In order to state a claim for statutory damages, a borrower cannot allege only that the defendant engaged in a pattern of noncompliance with RESPA. Copeland, 2011 WL 9503, at *3; Lal v. Am. Home Serv., Inc., 680 F. Supp. 2d 1218, 1223 (E.D. Cal. 2010); Garvey v. Am. Home Mortg. Serv., Inc., 2009 WL 2782128, at *2 (D. Ariz. Aug. 31, 2009). Plaintiff, however, offers little more than this. Without adequate factual support, Plaintiff has failed to state a claim for statutory damages under RESPA.

Lastly, Plaintiff's allegation that he incurred legal costs is insufficient on its own because "[i]f such were the case, every RESPA suit would inherently have a claim for damages built in." Lal, 680 F. Supp. 2d at 1223.

Plaintiff fails to adequately allege actual damages, statutory damages, or legal fees. As a result, he fails to state a claim under RESPA.

[RECORDS FOR THIS EXERCISE]
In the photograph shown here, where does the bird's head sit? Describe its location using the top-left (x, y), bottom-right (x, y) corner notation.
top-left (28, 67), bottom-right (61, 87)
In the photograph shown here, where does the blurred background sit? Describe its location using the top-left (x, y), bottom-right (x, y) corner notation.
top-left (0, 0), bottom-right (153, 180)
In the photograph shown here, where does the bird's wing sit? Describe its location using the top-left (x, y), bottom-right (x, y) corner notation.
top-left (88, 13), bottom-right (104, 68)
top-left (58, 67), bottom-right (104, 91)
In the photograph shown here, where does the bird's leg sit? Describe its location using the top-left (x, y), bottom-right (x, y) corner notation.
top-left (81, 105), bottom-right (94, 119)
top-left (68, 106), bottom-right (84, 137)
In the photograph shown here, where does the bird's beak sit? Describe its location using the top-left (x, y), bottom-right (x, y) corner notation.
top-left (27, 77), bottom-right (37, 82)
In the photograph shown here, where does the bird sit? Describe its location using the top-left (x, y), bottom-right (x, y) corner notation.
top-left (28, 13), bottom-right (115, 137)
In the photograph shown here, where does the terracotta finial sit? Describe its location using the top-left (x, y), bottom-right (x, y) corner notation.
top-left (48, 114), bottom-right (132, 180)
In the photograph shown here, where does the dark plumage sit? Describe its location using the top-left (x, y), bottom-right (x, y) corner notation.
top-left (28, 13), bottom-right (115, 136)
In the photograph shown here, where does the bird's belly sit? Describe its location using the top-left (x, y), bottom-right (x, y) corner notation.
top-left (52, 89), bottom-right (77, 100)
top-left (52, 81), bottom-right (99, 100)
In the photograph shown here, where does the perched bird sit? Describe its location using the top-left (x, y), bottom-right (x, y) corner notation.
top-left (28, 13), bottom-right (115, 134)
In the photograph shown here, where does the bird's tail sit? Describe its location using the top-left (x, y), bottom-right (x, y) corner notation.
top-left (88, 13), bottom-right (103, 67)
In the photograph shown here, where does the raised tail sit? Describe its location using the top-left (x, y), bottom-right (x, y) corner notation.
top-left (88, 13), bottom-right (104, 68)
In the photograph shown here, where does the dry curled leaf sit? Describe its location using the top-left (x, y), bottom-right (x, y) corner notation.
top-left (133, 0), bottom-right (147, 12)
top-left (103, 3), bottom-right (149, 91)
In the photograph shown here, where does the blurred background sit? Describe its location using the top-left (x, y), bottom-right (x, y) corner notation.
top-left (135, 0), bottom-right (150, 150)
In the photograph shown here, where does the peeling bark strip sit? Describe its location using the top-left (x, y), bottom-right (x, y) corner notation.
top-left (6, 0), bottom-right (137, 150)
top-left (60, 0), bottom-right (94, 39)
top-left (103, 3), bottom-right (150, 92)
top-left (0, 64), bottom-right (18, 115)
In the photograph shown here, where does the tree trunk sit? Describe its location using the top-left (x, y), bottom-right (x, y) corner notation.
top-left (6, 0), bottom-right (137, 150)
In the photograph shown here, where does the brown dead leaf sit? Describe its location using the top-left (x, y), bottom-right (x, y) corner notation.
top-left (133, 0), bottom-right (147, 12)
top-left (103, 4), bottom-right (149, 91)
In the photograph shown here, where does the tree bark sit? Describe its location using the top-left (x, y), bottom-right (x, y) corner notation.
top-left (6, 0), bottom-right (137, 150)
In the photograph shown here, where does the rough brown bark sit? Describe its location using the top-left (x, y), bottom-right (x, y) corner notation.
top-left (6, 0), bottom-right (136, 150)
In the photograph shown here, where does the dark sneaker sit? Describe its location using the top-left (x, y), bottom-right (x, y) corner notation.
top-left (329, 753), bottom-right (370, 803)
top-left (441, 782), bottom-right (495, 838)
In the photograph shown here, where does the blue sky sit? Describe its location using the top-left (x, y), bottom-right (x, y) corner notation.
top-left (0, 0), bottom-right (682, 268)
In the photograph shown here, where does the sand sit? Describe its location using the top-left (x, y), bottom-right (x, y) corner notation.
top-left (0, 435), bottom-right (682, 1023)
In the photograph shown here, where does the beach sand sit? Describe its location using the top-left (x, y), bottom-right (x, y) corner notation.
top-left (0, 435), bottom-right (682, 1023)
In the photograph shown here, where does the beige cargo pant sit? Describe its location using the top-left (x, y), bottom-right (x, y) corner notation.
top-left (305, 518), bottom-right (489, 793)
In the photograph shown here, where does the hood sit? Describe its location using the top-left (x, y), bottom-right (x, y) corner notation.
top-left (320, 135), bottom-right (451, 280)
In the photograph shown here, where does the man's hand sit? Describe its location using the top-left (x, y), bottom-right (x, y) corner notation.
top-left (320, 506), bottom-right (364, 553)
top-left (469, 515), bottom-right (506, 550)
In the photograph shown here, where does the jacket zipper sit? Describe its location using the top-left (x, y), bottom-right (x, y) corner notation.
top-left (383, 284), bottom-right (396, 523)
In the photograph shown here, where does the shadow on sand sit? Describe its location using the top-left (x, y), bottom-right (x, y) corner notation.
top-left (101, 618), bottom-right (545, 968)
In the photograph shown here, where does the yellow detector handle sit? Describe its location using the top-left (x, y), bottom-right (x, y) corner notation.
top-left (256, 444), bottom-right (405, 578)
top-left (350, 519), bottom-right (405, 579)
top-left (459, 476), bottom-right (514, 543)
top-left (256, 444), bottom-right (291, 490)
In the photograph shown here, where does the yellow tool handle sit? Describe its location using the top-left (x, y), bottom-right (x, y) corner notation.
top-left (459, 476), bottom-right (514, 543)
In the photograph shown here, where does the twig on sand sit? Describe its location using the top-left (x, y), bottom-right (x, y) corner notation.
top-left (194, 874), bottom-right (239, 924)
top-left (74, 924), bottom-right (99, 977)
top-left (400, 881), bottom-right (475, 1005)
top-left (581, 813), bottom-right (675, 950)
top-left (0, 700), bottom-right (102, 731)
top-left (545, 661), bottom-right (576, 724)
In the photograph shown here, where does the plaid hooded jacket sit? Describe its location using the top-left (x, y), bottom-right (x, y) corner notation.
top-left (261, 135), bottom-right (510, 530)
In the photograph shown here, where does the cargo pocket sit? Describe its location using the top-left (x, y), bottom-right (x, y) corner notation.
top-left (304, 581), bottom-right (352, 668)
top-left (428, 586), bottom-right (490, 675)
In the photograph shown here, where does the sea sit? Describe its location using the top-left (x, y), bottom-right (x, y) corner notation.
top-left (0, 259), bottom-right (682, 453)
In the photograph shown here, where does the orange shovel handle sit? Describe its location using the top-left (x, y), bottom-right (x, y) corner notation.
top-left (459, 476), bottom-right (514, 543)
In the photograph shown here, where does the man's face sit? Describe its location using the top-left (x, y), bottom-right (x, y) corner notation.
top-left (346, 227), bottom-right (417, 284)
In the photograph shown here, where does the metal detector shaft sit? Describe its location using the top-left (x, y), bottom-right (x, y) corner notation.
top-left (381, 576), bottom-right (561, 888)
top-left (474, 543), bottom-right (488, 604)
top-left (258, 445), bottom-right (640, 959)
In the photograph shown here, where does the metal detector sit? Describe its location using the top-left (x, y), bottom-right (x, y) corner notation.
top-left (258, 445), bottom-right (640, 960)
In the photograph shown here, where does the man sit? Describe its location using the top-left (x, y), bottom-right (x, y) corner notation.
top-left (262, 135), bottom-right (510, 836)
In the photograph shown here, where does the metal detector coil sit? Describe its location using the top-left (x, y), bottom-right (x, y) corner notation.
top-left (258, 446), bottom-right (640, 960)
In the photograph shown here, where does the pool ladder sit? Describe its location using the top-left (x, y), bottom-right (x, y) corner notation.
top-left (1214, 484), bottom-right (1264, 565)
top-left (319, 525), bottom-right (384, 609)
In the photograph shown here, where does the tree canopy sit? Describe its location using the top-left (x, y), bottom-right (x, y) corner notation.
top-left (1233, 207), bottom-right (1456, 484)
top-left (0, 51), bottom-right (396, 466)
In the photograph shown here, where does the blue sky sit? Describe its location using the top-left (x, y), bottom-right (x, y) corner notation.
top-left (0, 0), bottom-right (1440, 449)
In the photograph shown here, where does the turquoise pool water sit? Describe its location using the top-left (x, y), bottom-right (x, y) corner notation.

[EXERCISE INSTRUCTIONS]
1. Summarize the RESPA damages passage in two sentences.
2. Echo the part of the rows that opens with the line containing "In the photograph shown here, where does the rough" and closes with the line containing "top-left (383, 284), bottom-right (396, 523)", keeping both of those lines.

[SET OF ANSWERS]
1. A borrower cannot state a claim for statutory damages under RESPA by alleging only a pattern of noncompliance, and an allegation of incurred legal costs is insufficient on its own, or every RESPA suit would have a damages claim built in. Because the plaintiff offers little more than such allegations and fails to adequately allege actual damages, statutory damages, or legal fees, he fails to state a claim under RESPA.

2.
In the photograph shown here, where does the rough brown bark sit? Describe its location using the top-left (x, y), bottom-right (x, y) corner notation.
top-left (6, 0), bottom-right (136, 150)
In the photograph shown here, where does the dark sneaker sit? Describe its location using the top-left (x, y), bottom-right (x, y) corner notation.
top-left (329, 753), bottom-right (370, 803)
top-left (441, 782), bottom-right (495, 838)
In the photograph shown here, where does the blue sky sit? Describe its location using the top-left (x, y), bottom-right (x, y) corner notation.
top-left (0, 0), bottom-right (682, 268)
In the photograph shown here, where does the sand sit? Describe its location using the top-left (x, y), bottom-right (x, y) corner notation.
top-left (0, 435), bottom-right (682, 1023)
In the photograph shown here, where does the beach sand sit? Describe its location using the top-left (x, y), bottom-right (x, y) corner notation.
top-left (0, 435), bottom-right (682, 1023)
In the photograph shown here, where does the beige cargo pant sit? Describe its location using the top-left (x, y), bottom-right (x, y) corner notation.
top-left (305, 518), bottom-right (489, 793)
In the photograph shown here, where does the hood sit? Describe its location using the top-left (x, y), bottom-right (x, y) corner notation.
top-left (320, 135), bottom-right (451, 280)
In the photograph shown here, where does the man's hand sit? Describe its location using the top-left (x, y), bottom-right (x, y) corner notation.
top-left (320, 506), bottom-right (364, 553)
top-left (469, 515), bottom-right (506, 550)
In the photograph shown here, where does the jacket zipper sit? Describe its location using the top-left (x, y), bottom-right (x, y) corner notation.
top-left (383, 284), bottom-right (396, 523)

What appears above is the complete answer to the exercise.